What the task requires:
Reproduce the entries below, replacing "pixel coordinates" with "image coordinates" wherever it occurs and leaving everything else untouched.

Collected data entries
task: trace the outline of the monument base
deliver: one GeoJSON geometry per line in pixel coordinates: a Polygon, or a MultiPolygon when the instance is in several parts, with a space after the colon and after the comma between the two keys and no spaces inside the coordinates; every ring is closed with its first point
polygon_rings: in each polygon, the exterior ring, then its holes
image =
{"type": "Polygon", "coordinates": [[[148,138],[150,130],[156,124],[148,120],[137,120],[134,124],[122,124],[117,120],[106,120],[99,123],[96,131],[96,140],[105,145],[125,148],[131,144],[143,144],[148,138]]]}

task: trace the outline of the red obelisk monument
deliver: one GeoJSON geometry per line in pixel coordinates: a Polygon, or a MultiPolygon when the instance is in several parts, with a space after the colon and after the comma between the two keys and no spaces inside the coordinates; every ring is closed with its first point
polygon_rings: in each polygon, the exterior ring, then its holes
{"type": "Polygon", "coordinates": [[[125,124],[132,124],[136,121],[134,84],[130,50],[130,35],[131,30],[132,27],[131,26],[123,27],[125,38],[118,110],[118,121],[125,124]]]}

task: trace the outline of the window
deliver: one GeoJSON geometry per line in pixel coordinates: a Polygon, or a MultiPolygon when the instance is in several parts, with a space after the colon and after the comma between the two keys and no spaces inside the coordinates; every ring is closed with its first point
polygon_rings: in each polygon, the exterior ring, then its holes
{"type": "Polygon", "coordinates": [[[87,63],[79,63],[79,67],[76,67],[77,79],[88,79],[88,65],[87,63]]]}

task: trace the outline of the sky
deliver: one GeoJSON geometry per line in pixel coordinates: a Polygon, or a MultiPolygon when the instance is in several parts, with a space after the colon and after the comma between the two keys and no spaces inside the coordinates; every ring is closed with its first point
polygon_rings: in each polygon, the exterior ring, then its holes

Task answer:
task: trace the outline of the monument base
deliver: one GeoJSON geometry per line in image coordinates: a Polygon, or a MultiPolygon when the instance is in several parts, with a space after the colon and after the comma between the two keys and no spaces inside the coordinates; every ring is closed with its first point
polygon_rings: in each polygon, the exterior ring, then its holes
image =
{"type": "Polygon", "coordinates": [[[148,138],[150,130],[156,124],[148,120],[137,120],[134,124],[122,124],[117,120],[106,120],[99,123],[96,131],[96,140],[105,145],[125,148],[131,144],[143,144],[148,138]]]}

task: trace the outline of the red obelisk monument
deliver: one GeoJSON geometry per line in image coordinates: a Polygon, or a MultiPolygon when the instance is in several parts, with a space after the colon and after the comma between the two keys and no spaces inside the coordinates; every ring is closed with its first point
polygon_rings: in each polygon, the exterior ring, then its holes
{"type": "Polygon", "coordinates": [[[125,124],[132,124],[136,121],[134,84],[130,50],[130,35],[131,30],[132,27],[131,26],[123,27],[125,38],[118,110],[118,121],[125,124]]]}

task: trace the outline of the window
deliver: one GeoJSON geometry per line in image coordinates: a Polygon, or a MultiPolygon when the instance is in several parts, with a space after the colon and after the comma between the two keys and no spaces inside the coordinates; every ring is closed with its first point
polygon_rings: in each polygon, the exterior ring, then its holes
{"type": "Polygon", "coordinates": [[[87,63],[79,63],[79,67],[76,67],[77,79],[88,79],[88,65],[87,63]]]}

task: trace the outline of the sky
deliver: one GeoJSON geometry per line in image coordinates: a Polygon, or a MultiPolygon when the instance is in several parts, with a space after the colon and after the comma between the two keys and no spaces inside the coordinates; every ring is closed with its first point
polygon_rings: in each polygon, the exterior ring, then its holes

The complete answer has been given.